Chapter 2 Overview of 802.16e system

2.4 Service and Data Flow

In Figure 2-14, we show the service flow of 802.16 system. IEEE 802.16 standard can support multiple services with different requirements of QoS, such as data, voice, video. The MAC layer defines QoS signaling mechanisms and functions that can control BS and MS data transmissions. The CS layer of downlink and uplink classifies the different QoS services into

UL BW

Figure 2-14 Example of 802.16 Service Flow

connections and assigns the connection with a unique connection indicator (CID). Then, the data of the connections are forwarded to the appropriate queues. On the downlink, the transmission is relatively simple because the BS is the only one that transmits during the

downlink subframe. The BS schedules the all downlink connections and the data are broadcasted to all MSs and an MS uses the DL-MAP information to picks up the data belong to it. The BS determines the number of slots that each MS will be allowed to transmit in an uplink subframe. This information is broadcasted by the BS through UL-MAP at the beginning of each frame. UL-MAP contains information element (IE), which include the transmission opportunities, i.e. the slots in which the MS can transmit during the uplink subframe. After receiving the UL-MAP, each MS will transmit data in the predefined slots as indicated in IE. The BS uplink-scheduler determines the IEs using BW-request sent from MSs to BS.
-.-.-
Transcribe the passage on service and data flow word for word, starting with "downlink subframe. The" and going on through "from MSs to BS.".

(Data provided)
-.-.-
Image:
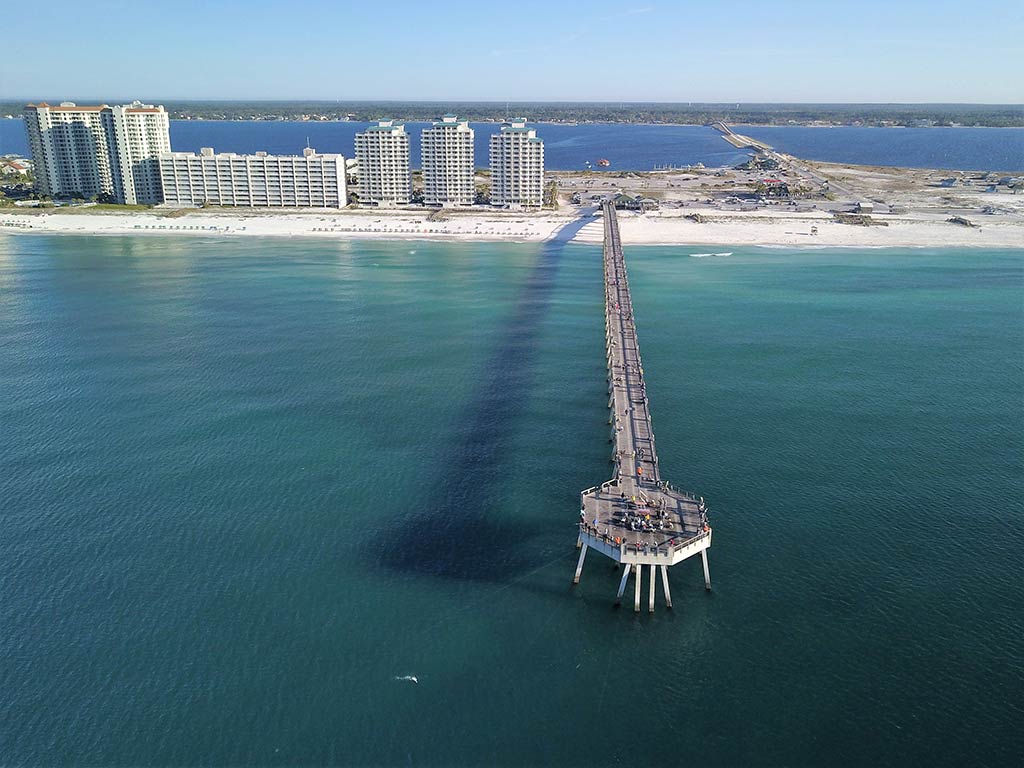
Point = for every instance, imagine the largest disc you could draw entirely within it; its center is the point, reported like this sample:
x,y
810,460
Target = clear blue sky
-.-.-
(Result of this exercise)
downlink subframe. The BS schedules the all downlink connections and the data are broadcasted to all MSs and an MS uses the DL-MAP information to picks up the data belong to it. The BS determines the number of slots that each MS will be allowed to transmit in an uplink subframe. This information is broadcasted by the BS through UL-MAP at the beginning of each frame. UL-MAP contains information element (IE), which include the transmission opportunities, i.e. the slots in which the MS can transmit during the uplink subframe. After receiving the UL-MAP, each MS will transmit data in the predefined slots as indicated in IE. The BS uplink-scheduler determines the IEs using BW-request sent from MSs to BS.